WORK TO BE COMPLETED: Print the records below exactly as they appear.
── MATERIAL SHOWN ──
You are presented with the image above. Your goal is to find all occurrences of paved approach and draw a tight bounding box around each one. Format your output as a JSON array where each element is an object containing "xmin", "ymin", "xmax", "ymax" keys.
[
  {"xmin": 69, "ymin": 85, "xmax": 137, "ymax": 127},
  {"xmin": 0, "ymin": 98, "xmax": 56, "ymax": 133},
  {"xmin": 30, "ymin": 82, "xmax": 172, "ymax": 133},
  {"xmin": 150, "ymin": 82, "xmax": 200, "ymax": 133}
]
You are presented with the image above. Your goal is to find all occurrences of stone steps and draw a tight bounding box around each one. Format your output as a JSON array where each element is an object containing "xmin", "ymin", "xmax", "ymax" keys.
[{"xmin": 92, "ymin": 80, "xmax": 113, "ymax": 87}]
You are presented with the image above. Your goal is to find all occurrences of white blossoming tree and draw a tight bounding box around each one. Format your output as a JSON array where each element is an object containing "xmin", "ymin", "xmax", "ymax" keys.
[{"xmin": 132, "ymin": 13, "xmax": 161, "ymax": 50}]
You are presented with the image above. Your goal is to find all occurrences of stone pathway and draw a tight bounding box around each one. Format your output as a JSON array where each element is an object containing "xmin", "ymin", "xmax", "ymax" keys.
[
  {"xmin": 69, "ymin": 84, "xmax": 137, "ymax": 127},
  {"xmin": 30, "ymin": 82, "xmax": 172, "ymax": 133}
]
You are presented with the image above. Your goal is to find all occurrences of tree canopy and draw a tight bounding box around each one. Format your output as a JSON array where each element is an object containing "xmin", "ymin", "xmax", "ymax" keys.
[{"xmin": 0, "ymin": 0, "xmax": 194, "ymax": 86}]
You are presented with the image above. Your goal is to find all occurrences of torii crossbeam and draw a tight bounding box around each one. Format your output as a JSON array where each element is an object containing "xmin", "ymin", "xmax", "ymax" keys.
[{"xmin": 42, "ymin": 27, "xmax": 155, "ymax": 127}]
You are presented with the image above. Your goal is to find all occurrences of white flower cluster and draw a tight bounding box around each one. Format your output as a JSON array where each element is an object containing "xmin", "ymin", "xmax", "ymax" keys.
───
ANSWER TO THIS EXERCISE:
You are presented with the image above. Your goal is to find all occurrences of paved approach and draw a tight bounding box around each one. Format your output as a JSON array where each element is an object containing "xmin", "ymin", "xmax", "ymax" keys.
[
  {"xmin": 69, "ymin": 85, "xmax": 137, "ymax": 127},
  {"xmin": 0, "ymin": 98, "xmax": 56, "ymax": 133},
  {"xmin": 30, "ymin": 82, "xmax": 172, "ymax": 133},
  {"xmin": 150, "ymin": 82, "xmax": 200, "ymax": 133}
]
You are presented with the image above. Your goal is to find all occurrences of stone steps and draw a tight bounding box around each one. Format your output as a JSON array where each element is an object containing "xmin", "ymin", "xmax", "ymax" keys.
[{"xmin": 92, "ymin": 80, "xmax": 113, "ymax": 87}]
You are presented with the image above. Your goal is to find all occurrences of white blossoming tree and draw a tight bounding box around each one. Format your output as a JSON array where each element is an object containing "xmin", "ymin", "xmax", "ymax" keys.
[{"xmin": 132, "ymin": 13, "xmax": 161, "ymax": 50}]
You are presented with the image above. Your goal is to find all occurrences of stone pathway and draw a tight bounding box around each one. Format your output as a JSON array where each element is an object containing "xmin", "ymin", "xmax", "ymax" keys.
[
  {"xmin": 69, "ymin": 84, "xmax": 137, "ymax": 127},
  {"xmin": 30, "ymin": 82, "xmax": 172, "ymax": 133}
]
You are presented with the image above. Your goal is to find all occurrences of tree canopy and draw a tight bounding box around each one. Format your output as a JSON array where each element is an object containing "xmin", "ymin", "xmax", "ymax" keys.
[{"xmin": 0, "ymin": 0, "xmax": 194, "ymax": 86}]
You are presented with the image above. Your goal is to find all occurrences of torii crossbeam and draw a tight bounding box around each one. Format your output as a JSON array where each element is an object containing "xmin", "ymin", "xmax", "ymax" keys.
[{"xmin": 42, "ymin": 27, "xmax": 155, "ymax": 127}]
You are presented with the image above. Your goal is to find all occurrences of white flower cluster and draw a tight bounding box around each one. Format your output as a JSON array where each element is an object containing "xmin", "ymin", "xmax", "ymax" keys.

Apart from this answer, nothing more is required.